[Input records]
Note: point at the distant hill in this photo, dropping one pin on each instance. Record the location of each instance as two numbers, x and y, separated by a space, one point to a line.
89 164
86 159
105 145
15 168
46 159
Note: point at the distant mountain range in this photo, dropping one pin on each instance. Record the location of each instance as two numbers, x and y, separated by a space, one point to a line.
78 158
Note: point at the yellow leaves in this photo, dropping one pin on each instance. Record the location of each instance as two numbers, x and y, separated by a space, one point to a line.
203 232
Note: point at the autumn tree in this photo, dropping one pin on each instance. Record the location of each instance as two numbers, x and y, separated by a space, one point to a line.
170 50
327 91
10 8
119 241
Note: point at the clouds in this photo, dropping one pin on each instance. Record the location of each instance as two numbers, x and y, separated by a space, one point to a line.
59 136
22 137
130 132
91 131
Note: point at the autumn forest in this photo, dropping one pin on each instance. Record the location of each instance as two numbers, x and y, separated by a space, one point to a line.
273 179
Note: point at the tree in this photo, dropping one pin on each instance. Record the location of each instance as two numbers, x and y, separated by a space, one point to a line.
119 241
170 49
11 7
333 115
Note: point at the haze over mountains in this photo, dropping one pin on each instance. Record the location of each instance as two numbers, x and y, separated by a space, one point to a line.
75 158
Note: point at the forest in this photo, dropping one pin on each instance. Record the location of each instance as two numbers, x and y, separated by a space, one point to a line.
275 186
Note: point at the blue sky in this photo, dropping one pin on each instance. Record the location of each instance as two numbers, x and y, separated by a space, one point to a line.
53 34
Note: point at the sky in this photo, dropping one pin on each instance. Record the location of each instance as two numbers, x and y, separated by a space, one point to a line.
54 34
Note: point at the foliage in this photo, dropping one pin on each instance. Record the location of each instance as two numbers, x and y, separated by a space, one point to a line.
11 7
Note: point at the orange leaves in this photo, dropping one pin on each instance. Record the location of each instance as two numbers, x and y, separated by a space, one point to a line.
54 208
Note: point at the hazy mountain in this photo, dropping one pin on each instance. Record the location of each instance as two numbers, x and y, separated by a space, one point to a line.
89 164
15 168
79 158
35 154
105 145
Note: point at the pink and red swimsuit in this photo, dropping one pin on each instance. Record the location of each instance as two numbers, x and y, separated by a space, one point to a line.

[Given exercise] Beginning at the line that contains "Note: point at the forest", retype each line of the listing up to and including the last one, exactly as it stands, and nothing else.

[Complete output]
Note: point at the forest in this photo, dropping one pin on each instance. Record the location of each instance as two numbers, x and y, separated by a space, one point to a line.
275 186
Note: point at the blue sky in this photo, dropping one pin on each instance. Record the location of each instance as two numbers, x and y, separated by a space, one point to a line.
53 34
Note: point at the sky in this photo, dropping one pin on each instance. Record the location of each instance as two numbers, x and y, separated by a space, one point to a line.
54 34
Note: point at the foliage in this photo, dropping one pin on each instance. Record the location of each instance as two numbers, x and y, separated by a space, one point to a line.
11 7
Note: point at the orange leaves in this photo, dropping one pin on each instance. Record the location of each instance as two numbers, x and y, separated by a space, one point to a line.
54 208
Note: point at the hazy mountain in this photo, dropping one pin on each instance. Record the location of each instance as two numbers, x and y, separated by a space, one point to a line.
89 164
15 168
79 158
35 154
105 145
Note: point at the pink and red swimsuit in this photo, dropping one pin on each instance. Record the location of each instance as two numbers, x and y, separated by a space, one point to a line.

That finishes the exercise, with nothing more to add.